One of the earlier definitions of “humanity” is “a creature that uses tools.” This is outdated, but it’s still the one I first learned, and there’s still something precise enough about it that we kind of recognize what it means. It implies more than just tools. A parent leans down and teaches their offspring the proper use of some piece of technology, a kind of initiation into the rights of being a person, a member of a tribe, a capable individual with talents beyond tooth and fist.
I suspect that we’re seeing the “tool” less than we’re considering all that it means for a political animal to teach and learn the craft and use of a tool. This is particularly true for us now, considering that other animals use tools, that we have increasingly complex definitions of human beings, that we have increasingly convoluted timelines for the emergence of such a creature. This is how other species learn, of course, and the difference is more subtle than it used to be.
Still. Consider the handaxe.
A simple technology made by pounding the edges of a core sharp, first used by Homo erectus (or H. ergaster, which may be the same) then passed on to later hominin. Between 1.8 and 1.7 million years ago it began to spread across the world. The most common date given is 1.76 mya for the first axe. This is dated Before Present, with Present defined as 1950, but those 50 years vanish in the lengths of time.
The handaxe is somewhat awkwardly named. While it was used for many things (several books refer to it as “the Swiss Army Knife of the Paleolithic”), none of the primary uses are much like axes now. The full repertoire is contentious (shovel? weapon?), but there’s a general consensus that it was most important for butchery. It could be knapped at the site of the kill (or scavenge), or retouched beforehand, and was light enough to be carried by hunting parties. The Neanderthals Rediscovered explains:
The handaxe is a large, multi-purpose cutting device, knapped into shape on both sides, and which in most cases fits comfortably in the hand. It was useful for virtually all aspects of butchering large game (whether hunted or scavenged), including separating flesh from bone, skinning to make hides and possibly also killing the animals. It may have had other uses as well.

## INFORMATION SUPPLIED
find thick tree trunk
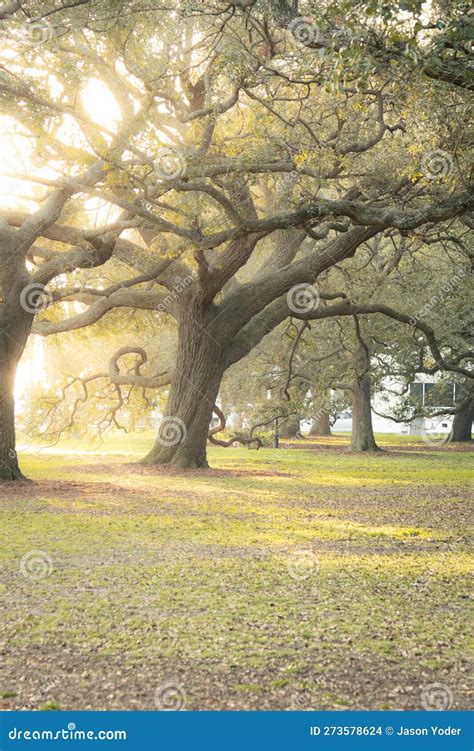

## WHAT TO WORK ON
a) From the passage on the handaxe, transcribe the text between "A simple technology" and "lengths of time.", inclusive.
b) According to the passage on the handaxe, what is the most common date given for the first axe?

## THE RESULTS
a)
A simple technology made by pounding the edges of a core sharp, first used by Homo erectus (or H. ergaster, which may be the same) then passed on to later hominin. Between 1.8 and 1.7 million years ago it began to spread across the world. The most common date given is 1.76 mya for the first axe. This is dated Before Present, with Present defined as 1950, but those 50 years vanish in the lengths of time.

b) 1.76 million years ago (1.76 mya).